***** TEXT *****

BMW FINANCIAL SERVICES NA, LLC v. JEFFREY P. DATTO, PH.D.

Annotate this Case

NOT FOR PUBLICATION WITHOUT THE

APPROVAL OF THE APPELLATE DIVISION

SUPERIOR COURT OF NEW JERSEY

APPELLATE DIVISION

DOCKET NO. A-1924-08T11924-08T1

BMW FINANCIAL SERVICES NA, LLC,

Plaintiff-Appellant,

v.

JEFFREY P. DATTO, PH.D., and

GEORGE A. DATTO,

Defendants/Third-Party

Plaintiffs-Respondents,

v.

BMW OF TURNERSVILLE,

Third-Party Defendant.

_________________________________

 

Submitted October 21, 2009 - Decided

Before Judges Sabatino and Newman.

On appeal from the Superior Court of New Jersey, Law Division, Camden County, Docket No. DC-9397-08.

Helfand & Helfand, attorneys for appellant (Norman G. Kalina, on the briefs).

Jeffrey P. Datto and George A. Datto, respondents pro se.

PER CURIAM

Plaintiff BMW Financial Services NA, LLC, appeals the Special Civil Part's dismissal of its collection action against Jeffrey Datto and George Datto ("defendants"), and the transfer of plaintiff's claims to binding arbitration. For the reasons stated herein, we find that plaintiff was not obligated to arbitrate its claims, and therefore reinstate plaintiff's action in the trial court.

***** MATERIAL SUPPLIED *****

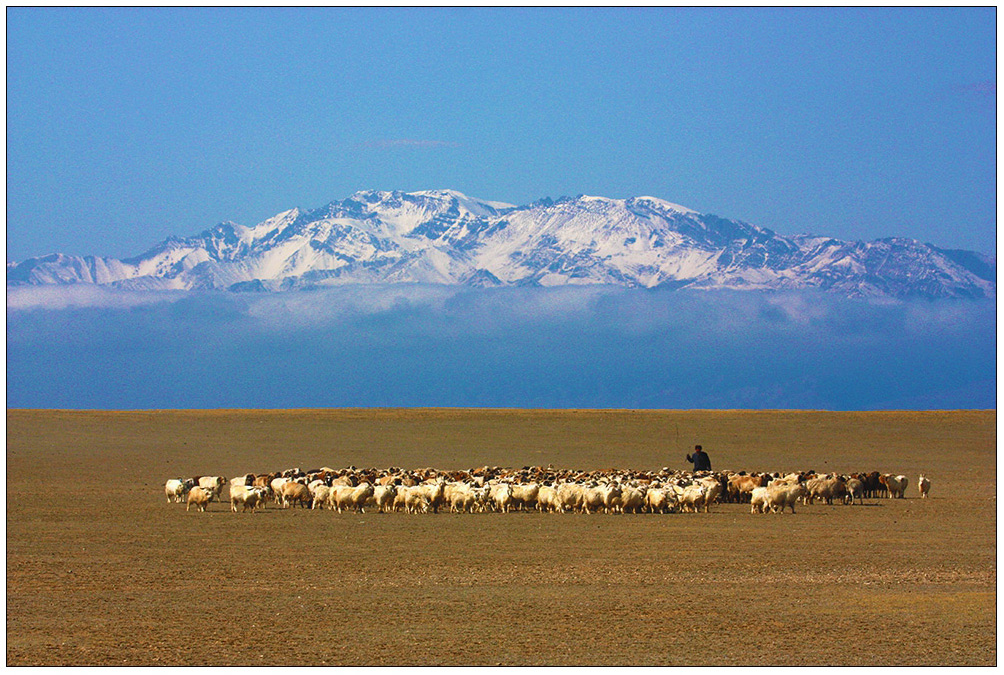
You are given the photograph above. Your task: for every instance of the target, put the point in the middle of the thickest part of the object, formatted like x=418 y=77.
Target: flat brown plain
x=101 y=571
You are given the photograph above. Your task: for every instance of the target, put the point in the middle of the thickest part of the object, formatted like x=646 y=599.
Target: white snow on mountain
x=445 y=237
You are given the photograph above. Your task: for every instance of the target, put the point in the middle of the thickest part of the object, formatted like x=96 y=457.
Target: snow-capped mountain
x=442 y=236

*****

Can you extract the court opinion's wording from "Submitted October 21, 2009" up to and including "Docket No. DC-9397-08."? The rows are separate from the court opinion and stand as material of their own.

Submitted October 21, 2009 - Decided

Before Judges Sabatino and Newman.

On appeal from the Superior Court of New Jersey, Law Division, Camden County, Docket No. DC-9397-08.